## DIRECTIONS FOR THIS TASK
Can you turn the rows below into a numbered list, leaving out any blank lines?

Object pointing dataset rows
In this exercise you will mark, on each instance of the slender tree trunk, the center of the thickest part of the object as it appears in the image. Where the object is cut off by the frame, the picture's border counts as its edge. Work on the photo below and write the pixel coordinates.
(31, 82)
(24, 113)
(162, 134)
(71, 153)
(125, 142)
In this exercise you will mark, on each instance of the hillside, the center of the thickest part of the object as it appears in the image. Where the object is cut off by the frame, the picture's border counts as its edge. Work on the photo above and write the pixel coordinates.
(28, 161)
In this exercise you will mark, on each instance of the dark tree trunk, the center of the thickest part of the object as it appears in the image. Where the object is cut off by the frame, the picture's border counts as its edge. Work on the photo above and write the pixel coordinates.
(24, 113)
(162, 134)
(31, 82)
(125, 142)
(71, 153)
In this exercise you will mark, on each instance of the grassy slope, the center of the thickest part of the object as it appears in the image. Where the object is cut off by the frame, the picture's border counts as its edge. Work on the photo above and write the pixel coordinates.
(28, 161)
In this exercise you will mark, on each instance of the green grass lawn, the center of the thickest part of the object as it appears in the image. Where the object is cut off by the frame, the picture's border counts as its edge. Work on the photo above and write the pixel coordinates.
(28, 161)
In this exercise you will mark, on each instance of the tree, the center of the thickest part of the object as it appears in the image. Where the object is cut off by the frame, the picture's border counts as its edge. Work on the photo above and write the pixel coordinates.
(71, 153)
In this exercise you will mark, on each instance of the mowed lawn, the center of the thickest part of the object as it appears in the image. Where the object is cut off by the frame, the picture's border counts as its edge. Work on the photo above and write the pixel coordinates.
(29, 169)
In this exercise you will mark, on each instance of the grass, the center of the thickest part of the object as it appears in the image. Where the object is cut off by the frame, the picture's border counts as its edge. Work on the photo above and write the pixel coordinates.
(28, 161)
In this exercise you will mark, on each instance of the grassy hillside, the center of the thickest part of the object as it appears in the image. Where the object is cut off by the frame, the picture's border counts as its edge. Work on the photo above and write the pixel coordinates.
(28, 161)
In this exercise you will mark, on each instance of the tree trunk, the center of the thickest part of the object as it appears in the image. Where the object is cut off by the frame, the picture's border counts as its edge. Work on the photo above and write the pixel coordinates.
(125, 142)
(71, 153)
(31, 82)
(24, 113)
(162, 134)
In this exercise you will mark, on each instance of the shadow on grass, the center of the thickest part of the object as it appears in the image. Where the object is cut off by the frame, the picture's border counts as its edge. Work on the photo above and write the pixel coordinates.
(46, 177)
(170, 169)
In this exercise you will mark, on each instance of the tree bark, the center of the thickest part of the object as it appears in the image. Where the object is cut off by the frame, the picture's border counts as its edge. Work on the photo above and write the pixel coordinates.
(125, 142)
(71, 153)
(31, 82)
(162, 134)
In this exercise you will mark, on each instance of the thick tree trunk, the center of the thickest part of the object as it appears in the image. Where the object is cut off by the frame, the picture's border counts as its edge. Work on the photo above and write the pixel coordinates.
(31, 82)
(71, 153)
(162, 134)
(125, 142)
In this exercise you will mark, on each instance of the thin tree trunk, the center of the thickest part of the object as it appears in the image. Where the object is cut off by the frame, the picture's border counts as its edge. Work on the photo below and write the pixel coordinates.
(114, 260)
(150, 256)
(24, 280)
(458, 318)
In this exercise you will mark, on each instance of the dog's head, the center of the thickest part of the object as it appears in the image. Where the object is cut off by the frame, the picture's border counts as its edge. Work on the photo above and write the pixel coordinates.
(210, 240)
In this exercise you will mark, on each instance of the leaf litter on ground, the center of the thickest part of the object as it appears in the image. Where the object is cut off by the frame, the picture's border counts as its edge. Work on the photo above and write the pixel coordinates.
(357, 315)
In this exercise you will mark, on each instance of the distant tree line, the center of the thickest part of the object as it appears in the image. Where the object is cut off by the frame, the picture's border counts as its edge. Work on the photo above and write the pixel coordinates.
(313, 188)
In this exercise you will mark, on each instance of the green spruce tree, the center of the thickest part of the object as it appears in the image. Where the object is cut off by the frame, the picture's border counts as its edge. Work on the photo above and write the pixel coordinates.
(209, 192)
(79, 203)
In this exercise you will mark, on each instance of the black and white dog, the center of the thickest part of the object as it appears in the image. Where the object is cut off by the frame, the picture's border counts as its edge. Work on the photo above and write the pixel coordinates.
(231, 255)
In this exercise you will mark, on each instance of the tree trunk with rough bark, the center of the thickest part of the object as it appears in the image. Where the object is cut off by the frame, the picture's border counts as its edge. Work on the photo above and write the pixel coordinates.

## FULL SOLUTION
1. In this exercise you will mark, on each instance of the slender tree trunk, the center of the thickest part of the object as it appears in the image. Where the object is cut off by the frame, the picture's border counts as its edge. Work on the photo below and write the pixel coordinates.
2. (31, 82)
3. (24, 113)
4. (162, 134)
5. (71, 153)
6. (125, 142)
7. In this exercise you will mark, on each instance of the hillside, the center of the thickest part of the object as it appears in the image. Where the object is cut off by the frame, the picture's border counts as its edge. Work on the photo above and write the pixel coordinates.
8. (28, 161)
9. In this exercise you will mark, on each instance of the dark tree trunk, the center of the thickest part of the object as it appears in the image. Where the object is cut off by the frame, the picture's border counts as its edge. Work on the photo above and write the pixel coordinates.
10. (24, 113)
11. (162, 134)
12. (31, 82)
13. (125, 142)
14. (71, 153)
15. In this exercise you will mark, on each instance of the grassy slope, the center of the thickest part of the object as it appears in the image. Where the object is cut off by the frame, the picture's border counts as its edge. Work on the photo above and write the pixel coordinates.
16. (28, 161)
17. In this exercise you will mark, on each instance of the green grass lawn, the center of the thickest part of the object as it appears in the image. Where the object is cut off by the frame, the picture's border counts as its edge. Work on the photo above and write the pixel coordinates.
18. (28, 161)
19. In this exercise you will mark, on each instance of the tree, the center of the thickest part of the object as it appears in the image. Where the object is cut off by the frame, the picture's border counts as its edge. Work on the photo above and write the pixel coordinates.
20. (71, 153)
21. In this exercise you will mark, on each instance of the mowed lawn, the center of the thickest part of the object as it appears in the image. Where the object is cut off by the frame, the picture's border counts as its edge. Work on the photo above and write the pixel coordinates.
22. (29, 169)
23. In this exercise you will mark, on each instance of the grass, the center of the thickest part of the object as it appears in the image. Where the object is cut off by the frame, the picture's border counts as its edge. Work on the photo above and write the pixel coordinates.
24. (28, 161)
25. In this exercise you will mark, on each instance of the grassy hillside, the center of the thickest part of the object as it appears in the image. Where the object is cut off by the frame, the picture's border counts as its edge. Work on the photo above and write the pixel coordinates.
26. (28, 161)
27. In this exercise you will mark, on each instance of the tree trunk, the center of the thickest part of the object as it appears in the image. Where the object is cut off by the frame, the picture's border counts as its edge. Work on the photo above and write the pixel coordinates.
28. (125, 142)
29. (71, 153)
30. (31, 82)
31. (24, 113)
32. (162, 134)
33. In this exercise you will mark, on each instance of the shadow on grass, the center of the thickest part of the object as it appears in the image. Where the object is cut off by the frame, the picture's border counts as its edge. Work on the photo above and write the pixel coordinates.
34. (46, 177)
35. (170, 169)
36. In this exercise you will mark, on each instance of the tree bark, the center of the thickest part of the object as it appears in the image. Where the object is cut off by the frame, the picture's border counts as its edge. Work on the photo above and write the pixel coordinates.
37. (125, 142)
38. (71, 153)
39. (31, 82)
40. (162, 134)
41. In this exercise you will mark, on each instance of the thick tree trunk, the center of the thickest part of the object as it appears in the image. Where the object is cut off by the frame, the picture's border counts as its edge. Work on the photo above and write the pixel coordinates.
42. (31, 82)
43. (71, 153)
44. (162, 134)
45. (125, 142)
46. In this exercise you will mark, on each instance of the thin tree trunk, the center of the thickest part of the object as it appears in the image. Where the object is cut off by the frame, the picture's border counts as its edge. Work on the photo below and write the pixel coordinates.
47. (114, 260)
48. (150, 256)
49. (24, 280)
50. (458, 318)
51. In this exercise you will mark, on each instance of the dog's head, the center of the thickest part of the object as it appears in the image. Where the object is cut off by the frame, the picture's border counts as its edge. Work on the photo above and write the pixel coordinates.
52. (210, 240)
53. In this exercise you will mark, on each instance of the leaf litter on ground, the center of the thickest part of the object as it appears in the image. Where the object is cut off by the frame, the picture's border counts as its edge. Work on the photo above and write the pixel coordinates.
54. (357, 315)
55. In this exercise you will mark, on each instance of the distant tree line, the center of the thickest part of the object as it appears in the image. Where the object is cut off by the frame, the picture's border counts as its edge. Work on the photo above and write the pixel coordinates.
56. (313, 188)
57. In this exercise you will mark, on each instance of the green spruce tree, the center of the thickest part of the object as it appears in the image. Where the object is cut off by the frame, the picture's border counts as its edge. Work on the photo above and write the pixel coordinates.
58. (209, 192)
59. (79, 203)
60. In this exercise you will mark, on each instance of the black and white dog, the center of the thickest part of the object as it appears in the image. Where the object is cut off by the frame, the picture's border counts as its edge. Work on the photo above and write the pixel coordinates.
61. (231, 255)
62. In this exercise you will mark, on each instance of the tree trunk with rough bark, the center of the thickest part of the object as it appears in the image. Where the object is cut off by the frame, the picture's border counts as its edge. Work on the photo above and write the pixel coordinates.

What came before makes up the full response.